* _The request_
Quote, word for word, every line starting at the line that contains "of the large" and ending with the last line of the records; include both of these lines and no others.

————

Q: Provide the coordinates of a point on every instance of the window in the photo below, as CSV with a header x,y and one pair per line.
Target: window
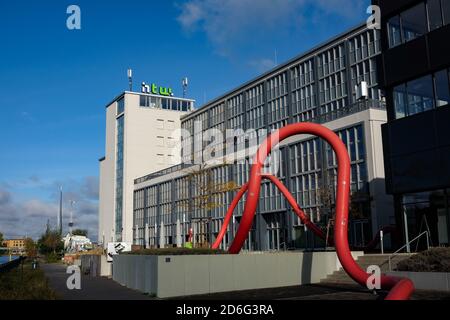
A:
x,y
420,95
442,88
446,11
160,158
400,102
414,22
394,32
185,106
434,14
170,125
120,106
160,141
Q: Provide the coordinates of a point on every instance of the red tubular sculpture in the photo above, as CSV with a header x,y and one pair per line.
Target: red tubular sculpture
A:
x,y
298,211
400,288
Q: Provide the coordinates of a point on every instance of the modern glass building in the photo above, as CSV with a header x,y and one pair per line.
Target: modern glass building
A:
x,y
414,73
318,86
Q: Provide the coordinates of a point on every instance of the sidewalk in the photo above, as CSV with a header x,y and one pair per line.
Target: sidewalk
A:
x,y
91,288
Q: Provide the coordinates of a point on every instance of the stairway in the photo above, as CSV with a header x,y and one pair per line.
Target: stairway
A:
x,y
341,277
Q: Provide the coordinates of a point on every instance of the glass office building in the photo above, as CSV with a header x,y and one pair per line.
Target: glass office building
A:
x,y
414,73
318,86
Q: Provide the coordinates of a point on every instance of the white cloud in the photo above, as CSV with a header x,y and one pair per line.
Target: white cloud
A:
x,y
227,23
262,65
28,217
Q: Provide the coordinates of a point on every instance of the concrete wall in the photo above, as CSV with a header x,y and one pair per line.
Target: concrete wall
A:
x,y
141,149
172,276
438,281
140,158
107,182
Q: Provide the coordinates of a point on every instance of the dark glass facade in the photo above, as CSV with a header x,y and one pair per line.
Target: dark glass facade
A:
x,y
414,73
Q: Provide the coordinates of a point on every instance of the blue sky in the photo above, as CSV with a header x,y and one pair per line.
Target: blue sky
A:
x,y
55,82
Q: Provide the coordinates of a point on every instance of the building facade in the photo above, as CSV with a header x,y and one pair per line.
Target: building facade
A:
x,y
319,86
414,73
139,139
15,246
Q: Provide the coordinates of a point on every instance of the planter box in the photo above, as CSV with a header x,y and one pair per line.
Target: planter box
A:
x,y
438,281
173,276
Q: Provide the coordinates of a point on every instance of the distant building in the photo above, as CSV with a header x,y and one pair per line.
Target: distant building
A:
x,y
76,243
17,246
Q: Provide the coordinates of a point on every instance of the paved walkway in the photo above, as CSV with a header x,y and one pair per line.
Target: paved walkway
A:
x,y
315,292
104,289
91,288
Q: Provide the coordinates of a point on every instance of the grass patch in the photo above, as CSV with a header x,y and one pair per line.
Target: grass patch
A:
x,y
31,285
177,252
433,260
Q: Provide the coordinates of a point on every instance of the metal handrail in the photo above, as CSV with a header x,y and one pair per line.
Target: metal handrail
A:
x,y
406,244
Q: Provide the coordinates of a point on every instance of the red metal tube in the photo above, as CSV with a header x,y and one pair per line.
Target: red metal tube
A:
x,y
401,288
298,211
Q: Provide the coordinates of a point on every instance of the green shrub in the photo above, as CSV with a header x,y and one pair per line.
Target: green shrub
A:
x,y
176,252
25,284
433,260
52,257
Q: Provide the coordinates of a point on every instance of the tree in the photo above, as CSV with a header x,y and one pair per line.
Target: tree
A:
x,y
30,248
80,232
50,242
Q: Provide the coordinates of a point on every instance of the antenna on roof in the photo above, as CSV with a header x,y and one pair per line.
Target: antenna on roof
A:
x,y
130,78
185,84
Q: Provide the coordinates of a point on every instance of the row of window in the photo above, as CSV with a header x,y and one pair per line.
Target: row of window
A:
x,y
119,175
422,94
417,21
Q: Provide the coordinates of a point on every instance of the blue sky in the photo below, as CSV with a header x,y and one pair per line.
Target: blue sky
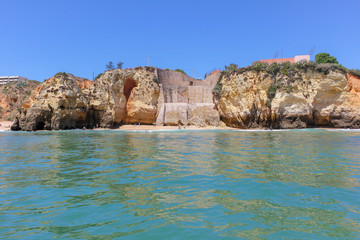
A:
x,y
40,38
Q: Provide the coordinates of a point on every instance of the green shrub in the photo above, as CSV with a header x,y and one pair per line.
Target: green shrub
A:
x,y
271,92
325,58
355,72
259,66
274,68
179,70
155,80
217,89
231,68
98,76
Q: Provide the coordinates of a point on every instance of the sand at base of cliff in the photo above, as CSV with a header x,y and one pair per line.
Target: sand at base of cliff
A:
x,y
154,127
5,126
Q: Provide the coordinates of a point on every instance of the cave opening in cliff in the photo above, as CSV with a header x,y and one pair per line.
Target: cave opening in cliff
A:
x,y
128,87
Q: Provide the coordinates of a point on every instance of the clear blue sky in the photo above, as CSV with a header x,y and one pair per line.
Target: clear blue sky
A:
x,y
41,38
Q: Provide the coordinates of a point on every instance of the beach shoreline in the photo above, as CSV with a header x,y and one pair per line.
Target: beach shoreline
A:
x,y
6,125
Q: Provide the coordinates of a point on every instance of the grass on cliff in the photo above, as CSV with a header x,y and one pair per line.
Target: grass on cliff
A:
x,y
282,74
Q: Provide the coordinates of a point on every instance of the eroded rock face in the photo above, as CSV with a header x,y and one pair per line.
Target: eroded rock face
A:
x,y
309,99
12,96
67,102
58,103
124,96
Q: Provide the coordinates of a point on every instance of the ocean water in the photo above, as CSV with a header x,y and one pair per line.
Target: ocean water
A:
x,y
298,184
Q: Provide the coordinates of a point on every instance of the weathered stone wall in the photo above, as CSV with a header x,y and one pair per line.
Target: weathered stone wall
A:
x,y
185,100
170,77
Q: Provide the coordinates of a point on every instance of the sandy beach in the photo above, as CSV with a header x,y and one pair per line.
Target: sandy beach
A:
x,y
129,127
5,125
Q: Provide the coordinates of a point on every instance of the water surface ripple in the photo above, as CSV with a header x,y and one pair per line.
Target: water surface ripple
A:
x,y
299,184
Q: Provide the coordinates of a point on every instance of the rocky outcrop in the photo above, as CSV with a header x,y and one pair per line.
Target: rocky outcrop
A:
x,y
67,102
12,96
307,98
58,103
267,96
187,101
124,96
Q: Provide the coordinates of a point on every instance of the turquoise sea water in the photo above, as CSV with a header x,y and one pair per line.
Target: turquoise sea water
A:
x,y
298,184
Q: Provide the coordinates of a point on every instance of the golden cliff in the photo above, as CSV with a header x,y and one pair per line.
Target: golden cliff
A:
x,y
12,96
259,96
290,96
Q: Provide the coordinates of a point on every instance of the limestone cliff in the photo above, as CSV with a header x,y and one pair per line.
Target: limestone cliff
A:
x,y
124,96
67,102
295,96
58,103
12,96
259,96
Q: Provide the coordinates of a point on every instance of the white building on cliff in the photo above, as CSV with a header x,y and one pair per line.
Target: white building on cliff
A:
x,y
7,79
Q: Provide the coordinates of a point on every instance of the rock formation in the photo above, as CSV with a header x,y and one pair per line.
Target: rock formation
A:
x,y
12,96
186,101
259,96
320,96
67,102
58,103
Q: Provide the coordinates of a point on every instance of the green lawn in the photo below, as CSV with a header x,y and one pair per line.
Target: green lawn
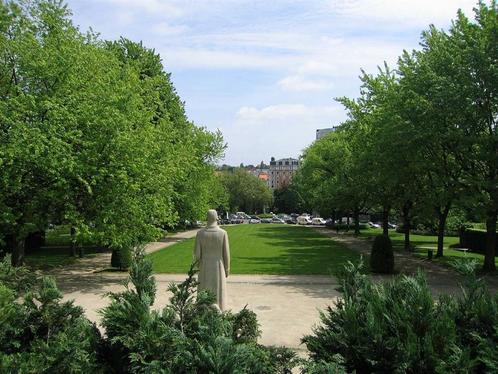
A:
x,y
266,249
423,242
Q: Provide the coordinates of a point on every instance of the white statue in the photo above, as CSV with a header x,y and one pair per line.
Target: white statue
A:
x,y
213,253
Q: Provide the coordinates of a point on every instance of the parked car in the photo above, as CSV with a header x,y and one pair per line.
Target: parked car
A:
x,y
318,221
243,215
303,220
254,219
235,219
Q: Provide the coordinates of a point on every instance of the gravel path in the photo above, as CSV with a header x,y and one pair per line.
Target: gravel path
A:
x,y
287,306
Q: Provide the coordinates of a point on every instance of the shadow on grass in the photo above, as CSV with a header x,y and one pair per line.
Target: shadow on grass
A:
x,y
48,258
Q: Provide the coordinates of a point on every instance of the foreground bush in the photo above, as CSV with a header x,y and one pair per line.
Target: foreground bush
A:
x,y
382,256
41,334
398,327
188,336
121,258
38,332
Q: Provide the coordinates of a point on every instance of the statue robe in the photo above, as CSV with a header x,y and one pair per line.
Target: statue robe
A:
x,y
213,253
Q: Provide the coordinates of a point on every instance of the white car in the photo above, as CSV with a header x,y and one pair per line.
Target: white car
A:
x,y
303,220
318,221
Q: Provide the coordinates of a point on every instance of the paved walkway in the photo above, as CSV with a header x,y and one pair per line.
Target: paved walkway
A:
x,y
287,306
441,279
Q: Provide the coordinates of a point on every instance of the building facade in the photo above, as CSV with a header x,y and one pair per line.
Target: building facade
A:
x,y
320,133
282,171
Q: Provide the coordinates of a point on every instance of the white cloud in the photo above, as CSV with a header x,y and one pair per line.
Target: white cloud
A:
x,y
183,58
164,28
411,13
158,7
290,113
298,83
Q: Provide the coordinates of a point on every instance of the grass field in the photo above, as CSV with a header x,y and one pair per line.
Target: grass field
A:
x,y
422,244
266,249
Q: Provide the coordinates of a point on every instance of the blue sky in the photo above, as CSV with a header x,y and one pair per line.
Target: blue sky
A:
x,y
266,72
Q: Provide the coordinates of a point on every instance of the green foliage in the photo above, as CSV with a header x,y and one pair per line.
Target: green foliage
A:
x,y
246,192
121,258
398,325
382,256
288,199
421,138
99,132
188,335
475,240
40,333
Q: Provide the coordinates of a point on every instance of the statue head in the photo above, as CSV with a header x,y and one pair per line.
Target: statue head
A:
x,y
212,218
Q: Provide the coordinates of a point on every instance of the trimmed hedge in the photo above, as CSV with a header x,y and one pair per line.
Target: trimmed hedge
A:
x,y
344,226
475,240
121,258
382,256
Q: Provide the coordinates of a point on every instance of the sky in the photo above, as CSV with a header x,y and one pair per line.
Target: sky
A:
x,y
266,73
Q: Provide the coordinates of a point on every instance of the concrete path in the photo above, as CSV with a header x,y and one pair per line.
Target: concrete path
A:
x,y
287,306
441,279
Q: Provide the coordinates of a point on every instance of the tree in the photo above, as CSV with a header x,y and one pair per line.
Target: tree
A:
x,y
246,191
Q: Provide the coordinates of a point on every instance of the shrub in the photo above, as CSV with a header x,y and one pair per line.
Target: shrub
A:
x,y
40,333
475,240
382,256
399,327
189,335
121,258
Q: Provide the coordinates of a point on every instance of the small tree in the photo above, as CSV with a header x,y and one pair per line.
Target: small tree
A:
x,y
382,257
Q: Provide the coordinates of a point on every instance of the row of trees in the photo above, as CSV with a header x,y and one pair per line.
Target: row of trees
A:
x,y
421,139
244,191
93,135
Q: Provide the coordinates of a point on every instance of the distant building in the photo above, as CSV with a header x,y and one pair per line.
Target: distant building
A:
x,y
262,174
320,133
282,171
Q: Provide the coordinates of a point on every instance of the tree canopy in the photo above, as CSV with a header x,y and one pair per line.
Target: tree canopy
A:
x,y
92,134
422,138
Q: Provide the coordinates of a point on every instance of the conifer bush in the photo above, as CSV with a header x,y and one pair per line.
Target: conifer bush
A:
x,y
121,258
38,332
382,256
399,327
189,335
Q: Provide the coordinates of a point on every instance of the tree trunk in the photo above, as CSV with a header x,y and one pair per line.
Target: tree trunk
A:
x,y
356,217
406,223
17,250
489,257
385,221
442,215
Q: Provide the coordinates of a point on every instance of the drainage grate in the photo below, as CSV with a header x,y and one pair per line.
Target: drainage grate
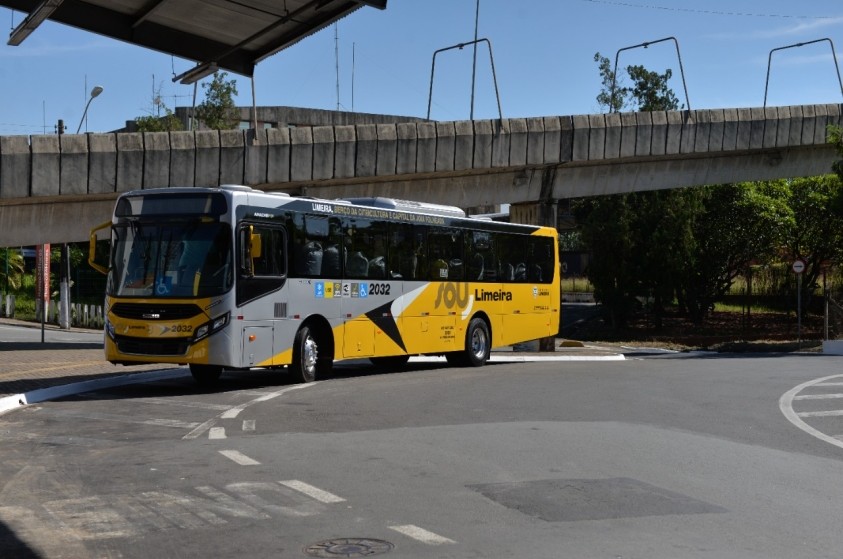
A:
x,y
349,547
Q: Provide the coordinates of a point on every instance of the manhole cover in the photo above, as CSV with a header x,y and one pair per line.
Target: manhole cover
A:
x,y
349,547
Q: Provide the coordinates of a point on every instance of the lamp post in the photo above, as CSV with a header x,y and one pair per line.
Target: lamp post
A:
x,y
770,60
94,93
64,273
645,45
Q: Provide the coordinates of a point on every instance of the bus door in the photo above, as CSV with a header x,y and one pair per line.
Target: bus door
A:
x,y
432,319
364,276
528,266
261,291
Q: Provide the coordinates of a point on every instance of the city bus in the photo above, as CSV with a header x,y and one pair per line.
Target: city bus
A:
x,y
234,278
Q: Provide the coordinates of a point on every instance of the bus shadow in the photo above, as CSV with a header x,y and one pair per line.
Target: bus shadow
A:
x,y
248,380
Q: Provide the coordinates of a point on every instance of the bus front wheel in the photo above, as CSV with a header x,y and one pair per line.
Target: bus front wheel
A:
x,y
307,363
478,346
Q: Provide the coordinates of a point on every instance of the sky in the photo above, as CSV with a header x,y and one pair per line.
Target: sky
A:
x,y
543,53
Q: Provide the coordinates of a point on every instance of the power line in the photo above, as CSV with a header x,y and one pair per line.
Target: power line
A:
x,y
699,11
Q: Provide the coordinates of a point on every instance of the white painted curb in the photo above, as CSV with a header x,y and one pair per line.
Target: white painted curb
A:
x,y
42,394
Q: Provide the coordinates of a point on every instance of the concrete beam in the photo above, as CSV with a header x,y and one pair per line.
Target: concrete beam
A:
x,y
129,162
406,150
182,158
232,156
14,166
74,164
345,151
278,155
156,159
367,150
445,146
301,154
46,165
102,163
256,156
463,145
324,152
387,149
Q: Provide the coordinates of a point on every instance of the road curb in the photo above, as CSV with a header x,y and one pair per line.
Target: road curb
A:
x,y
17,401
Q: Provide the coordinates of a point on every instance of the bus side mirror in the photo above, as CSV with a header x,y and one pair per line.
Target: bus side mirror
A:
x,y
92,248
251,248
256,246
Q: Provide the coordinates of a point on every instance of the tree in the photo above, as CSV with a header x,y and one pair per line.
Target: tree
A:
x,y
649,91
637,240
815,233
11,261
835,138
738,225
218,111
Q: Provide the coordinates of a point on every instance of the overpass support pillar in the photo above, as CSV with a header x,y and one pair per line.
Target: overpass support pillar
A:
x,y
538,213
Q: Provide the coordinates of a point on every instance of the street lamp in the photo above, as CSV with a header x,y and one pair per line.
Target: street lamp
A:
x,y
94,92
770,60
645,45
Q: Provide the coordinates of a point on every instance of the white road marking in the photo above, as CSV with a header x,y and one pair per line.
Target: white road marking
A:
x,y
239,458
233,412
311,491
818,397
201,428
183,404
122,419
827,413
216,433
422,535
786,406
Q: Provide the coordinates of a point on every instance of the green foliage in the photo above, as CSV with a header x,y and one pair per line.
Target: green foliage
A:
x,y
835,138
738,224
150,123
649,91
611,101
218,111
11,260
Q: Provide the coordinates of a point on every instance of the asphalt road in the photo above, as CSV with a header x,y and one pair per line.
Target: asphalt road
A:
x,y
686,456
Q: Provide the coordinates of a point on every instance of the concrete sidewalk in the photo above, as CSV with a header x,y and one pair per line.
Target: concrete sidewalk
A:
x,y
26,367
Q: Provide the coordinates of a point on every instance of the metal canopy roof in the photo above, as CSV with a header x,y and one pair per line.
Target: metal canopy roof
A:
x,y
227,34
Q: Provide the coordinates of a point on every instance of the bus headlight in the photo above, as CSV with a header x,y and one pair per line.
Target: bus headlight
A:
x,y
211,327
109,329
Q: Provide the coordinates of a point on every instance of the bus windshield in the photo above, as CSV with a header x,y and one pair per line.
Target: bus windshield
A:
x,y
170,259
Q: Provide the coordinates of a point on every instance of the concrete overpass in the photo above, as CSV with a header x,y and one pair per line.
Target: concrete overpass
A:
x,y
55,188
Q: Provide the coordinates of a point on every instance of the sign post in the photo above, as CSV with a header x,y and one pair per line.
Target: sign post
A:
x,y
798,267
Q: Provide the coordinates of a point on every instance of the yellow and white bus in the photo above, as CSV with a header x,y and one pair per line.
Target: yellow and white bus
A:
x,y
236,278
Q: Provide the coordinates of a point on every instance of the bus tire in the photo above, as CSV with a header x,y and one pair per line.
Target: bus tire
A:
x,y
205,375
391,362
307,363
478,343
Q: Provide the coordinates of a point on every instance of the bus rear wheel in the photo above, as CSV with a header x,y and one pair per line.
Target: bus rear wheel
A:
x,y
205,375
478,346
307,364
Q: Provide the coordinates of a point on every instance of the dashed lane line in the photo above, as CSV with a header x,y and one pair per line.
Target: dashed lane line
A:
x,y
312,492
422,535
239,458
216,433
234,411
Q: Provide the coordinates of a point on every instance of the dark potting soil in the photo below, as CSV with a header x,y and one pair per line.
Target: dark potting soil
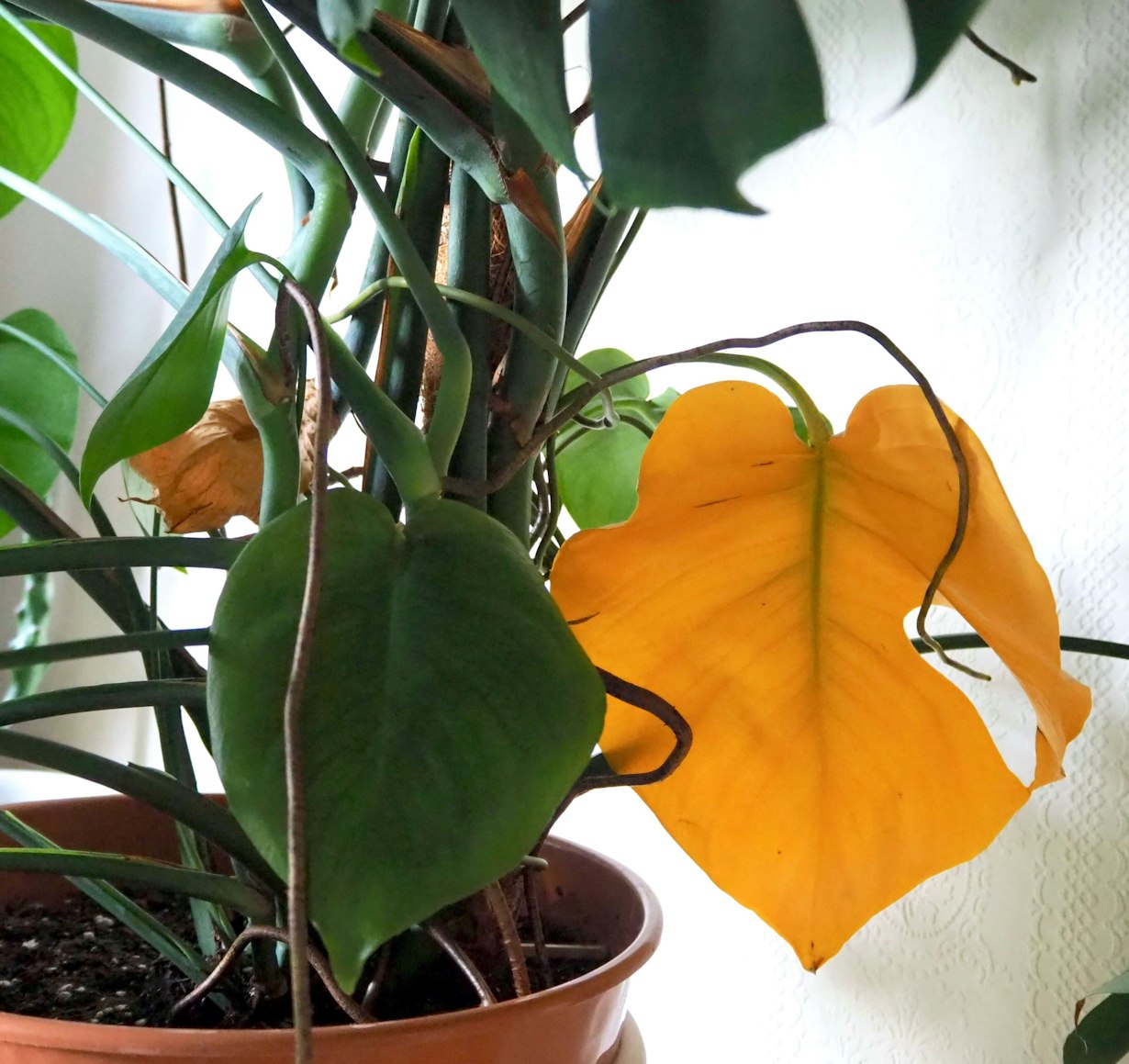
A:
x,y
73,961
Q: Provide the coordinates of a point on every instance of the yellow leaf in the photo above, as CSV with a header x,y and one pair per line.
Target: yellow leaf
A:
x,y
761,587
214,472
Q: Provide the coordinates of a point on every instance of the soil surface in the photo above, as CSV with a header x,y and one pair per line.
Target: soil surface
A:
x,y
77,962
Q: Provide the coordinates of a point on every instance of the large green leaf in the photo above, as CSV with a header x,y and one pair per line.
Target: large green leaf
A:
x,y
1102,1037
447,711
937,25
520,45
39,392
598,476
171,390
687,96
36,104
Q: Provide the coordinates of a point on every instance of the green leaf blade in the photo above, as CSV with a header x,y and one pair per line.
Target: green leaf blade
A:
x,y
440,734
936,28
39,393
598,476
520,47
36,104
171,390
688,96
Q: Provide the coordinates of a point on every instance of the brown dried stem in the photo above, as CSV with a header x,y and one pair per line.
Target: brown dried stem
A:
x,y
358,1014
291,712
1019,73
511,941
464,962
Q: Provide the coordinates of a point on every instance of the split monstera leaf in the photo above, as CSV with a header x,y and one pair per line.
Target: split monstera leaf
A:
x,y
761,587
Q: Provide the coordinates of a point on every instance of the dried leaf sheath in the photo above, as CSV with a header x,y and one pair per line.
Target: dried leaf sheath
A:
x,y
761,588
212,472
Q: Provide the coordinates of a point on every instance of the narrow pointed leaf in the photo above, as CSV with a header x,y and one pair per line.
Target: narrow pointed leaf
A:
x,y
36,104
151,786
520,45
687,96
30,633
171,390
937,25
142,923
761,587
39,393
446,712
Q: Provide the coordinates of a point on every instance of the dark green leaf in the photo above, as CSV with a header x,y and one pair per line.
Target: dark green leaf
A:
x,y
171,390
342,18
687,96
30,631
1102,1037
36,104
937,25
520,44
39,392
129,695
605,359
598,475
447,711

————

* _Output of the exercise_
Q: Provide the coordinates of a point on every instance of the large green leaf in the photo above, as CSV with a header x,y and one pair per line.
Target: large green leaf
A:
x,y
1102,1037
447,711
937,25
520,45
39,392
598,476
171,390
687,96
36,104
Q: Provide the coordinates of a point on every instance of the green leaf blade in the photo above, as CSV with a header x,y and one pair per line.
Target: green leaf blade
A:
x,y
440,734
936,28
39,393
598,476
520,47
36,104
171,390
688,96
Q: Provide the coordinates of a point on every instance of the brown dried stem in the photo above, as CSV with a header x,y and one pair per line.
Target: brown dried stem
A:
x,y
358,1014
291,712
1019,73
511,941
464,962
Q: Provide the coordinates of a point on every instance of the split monstera leaf in the photo above, as CSV with a header x,y and one pair per line.
Target: split monstera leaf
A:
x,y
761,587
Q: Provide the coordinates of a point on every instance of the dried leaf sheath in the photo above, as CSV with a header x,y and one pair per line.
Target: dried leaf sheath
A:
x,y
761,588
212,472
Q: Provide the coordinates of a point on every instance of the narrow pointed leaf in the photo above, as CSV with a header x,y and one pair per line.
Target: narrow pointed leaf
A:
x,y
36,104
151,786
520,45
687,96
30,633
171,390
937,25
142,923
761,587
39,393
446,712
Q: Provide the coordinates of a point on every instance of the dark green leaf in the photo above, as CSV with a header x,y and one pair per line.
Target: dark green leaf
A:
x,y
171,390
342,18
687,96
30,631
1102,1037
36,104
937,25
520,44
39,392
129,695
605,359
598,475
447,711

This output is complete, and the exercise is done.